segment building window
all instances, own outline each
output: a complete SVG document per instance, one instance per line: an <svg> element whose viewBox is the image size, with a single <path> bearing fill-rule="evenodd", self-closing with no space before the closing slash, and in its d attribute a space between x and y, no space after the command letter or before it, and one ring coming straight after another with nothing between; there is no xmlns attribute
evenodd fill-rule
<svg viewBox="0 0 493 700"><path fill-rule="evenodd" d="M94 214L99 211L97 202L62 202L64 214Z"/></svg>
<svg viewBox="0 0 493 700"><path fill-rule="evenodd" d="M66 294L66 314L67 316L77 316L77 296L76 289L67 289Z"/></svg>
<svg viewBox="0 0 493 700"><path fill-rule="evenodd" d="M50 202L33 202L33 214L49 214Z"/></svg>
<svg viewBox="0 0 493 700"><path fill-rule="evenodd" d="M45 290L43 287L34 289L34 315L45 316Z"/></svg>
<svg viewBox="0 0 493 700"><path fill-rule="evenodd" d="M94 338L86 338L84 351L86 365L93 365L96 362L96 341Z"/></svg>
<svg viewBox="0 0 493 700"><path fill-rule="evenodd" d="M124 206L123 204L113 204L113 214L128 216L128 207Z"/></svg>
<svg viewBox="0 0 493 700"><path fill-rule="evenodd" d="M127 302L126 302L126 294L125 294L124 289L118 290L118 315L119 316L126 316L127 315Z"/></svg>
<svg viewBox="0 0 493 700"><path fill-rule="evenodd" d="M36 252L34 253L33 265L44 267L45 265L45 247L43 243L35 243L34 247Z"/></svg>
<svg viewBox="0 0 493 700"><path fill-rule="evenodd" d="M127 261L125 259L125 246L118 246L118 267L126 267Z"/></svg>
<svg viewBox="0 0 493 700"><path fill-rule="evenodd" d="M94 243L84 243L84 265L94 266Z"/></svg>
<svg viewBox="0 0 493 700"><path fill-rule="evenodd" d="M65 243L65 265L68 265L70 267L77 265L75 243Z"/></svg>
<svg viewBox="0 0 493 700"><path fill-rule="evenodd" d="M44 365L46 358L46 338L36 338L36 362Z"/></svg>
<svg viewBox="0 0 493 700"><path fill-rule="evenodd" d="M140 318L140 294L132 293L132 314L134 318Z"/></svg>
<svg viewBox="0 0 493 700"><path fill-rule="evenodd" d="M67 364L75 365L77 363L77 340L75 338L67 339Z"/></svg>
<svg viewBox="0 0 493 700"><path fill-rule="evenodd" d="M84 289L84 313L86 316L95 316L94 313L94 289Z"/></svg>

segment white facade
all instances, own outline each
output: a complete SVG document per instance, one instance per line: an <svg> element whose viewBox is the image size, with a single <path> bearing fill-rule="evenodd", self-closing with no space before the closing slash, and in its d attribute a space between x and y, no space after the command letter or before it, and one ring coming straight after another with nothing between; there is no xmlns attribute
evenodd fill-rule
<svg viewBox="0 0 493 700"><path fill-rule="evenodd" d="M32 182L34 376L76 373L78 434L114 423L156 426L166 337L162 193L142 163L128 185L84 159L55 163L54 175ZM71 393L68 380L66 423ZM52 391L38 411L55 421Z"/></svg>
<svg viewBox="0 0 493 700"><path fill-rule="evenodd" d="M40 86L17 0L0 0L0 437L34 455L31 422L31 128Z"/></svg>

════

• REQUIRED TASK
Reproduce every line of the entries above verbatim, keeping each character, space, and line break unchanged.

• COMPLETE ANSWER
segment building window
all instances, own outline each
output: a complete SVG document per instance, one instance per line: an <svg> element whose viewBox is the image size, with a single <path> bearing fill-rule="evenodd", self-closing with no space before the closing slash, and in its d attribute a space between x and y, no space after the command letter or before it, and one ring coming straight after another with nothing between; there is no xmlns attribute
evenodd fill-rule
<svg viewBox="0 0 493 700"><path fill-rule="evenodd" d="M94 214L99 211L97 202L62 202L64 214Z"/></svg>
<svg viewBox="0 0 493 700"><path fill-rule="evenodd" d="M66 294L66 314L67 316L77 316L77 296L76 289L67 289Z"/></svg>
<svg viewBox="0 0 493 700"><path fill-rule="evenodd" d="M50 202L33 202L33 214L49 214Z"/></svg>
<svg viewBox="0 0 493 700"><path fill-rule="evenodd" d="M45 290L43 287L34 289L34 315L45 316Z"/></svg>
<svg viewBox="0 0 493 700"><path fill-rule="evenodd" d="M94 338L86 338L84 351L86 365L93 365L96 362L96 341Z"/></svg>
<svg viewBox="0 0 493 700"><path fill-rule="evenodd" d="M124 206L123 204L113 204L113 214L128 216L128 207Z"/></svg>
<svg viewBox="0 0 493 700"><path fill-rule="evenodd" d="M127 302L126 302L126 294L125 294L124 289L118 290L118 315L119 316L126 316L127 315Z"/></svg>
<svg viewBox="0 0 493 700"><path fill-rule="evenodd" d="M36 252L34 253L33 265L44 267L45 265L45 247L43 243L35 243L34 247Z"/></svg>
<svg viewBox="0 0 493 700"><path fill-rule="evenodd" d="M127 261L125 259L125 246L118 246L118 267L126 267Z"/></svg>
<svg viewBox="0 0 493 700"><path fill-rule="evenodd" d="M94 243L84 243L84 265L94 266Z"/></svg>
<svg viewBox="0 0 493 700"><path fill-rule="evenodd" d="M65 243L65 265L68 265L70 267L77 265L75 243Z"/></svg>
<svg viewBox="0 0 493 700"><path fill-rule="evenodd" d="M44 365L46 358L46 338L36 338L36 362Z"/></svg>
<svg viewBox="0 0 493 700"><path fill-rule="evenodd" d="M140 318L140 294L132 293L132 314L134 318Z"/></svg>
<svg viewBox="0 0 493 700"><path fill-rule="evenodd" d="M67 364L75 365L77 363L77 340L75 338L67 339Z"/></svg>
<svg viewBox="0 0 493 700"><path fill-rule="evenodd" d="M84 289L84 313L86 316L95 316L94 313L94 289Z"/></svg>

segment white facade
all instances, own outline each
output: a complete SVG document per instance, one instance per line: an <svg> element whose viewBox is the image size, with a single <path> bearing fill-rule="evenodd", self-closing with no space before the closing slash, and in its d attribute a space between x and y, no space after the command letter or before it, and one ring coming straight after another with nothing between; there is no xmlns attribute
evenodd fill-rule
<svg viewBox="0 0 493 700"><path fill-rule="evenodd" d="M32 182L34 376L76 373L78 434L114 423L156 426L166 337L162 193L142 163L128 185L84 159L55 163L54 175ZM71 393L68 380L66 423ZM52 391L38 411L55 421Z"/></svg>
<svg viewBox="0 0 493 700"><path fill-rule="evenodd" d="M40 86L17 0L0 0L0 437L34 455L31 422L31 128Z"/></svg>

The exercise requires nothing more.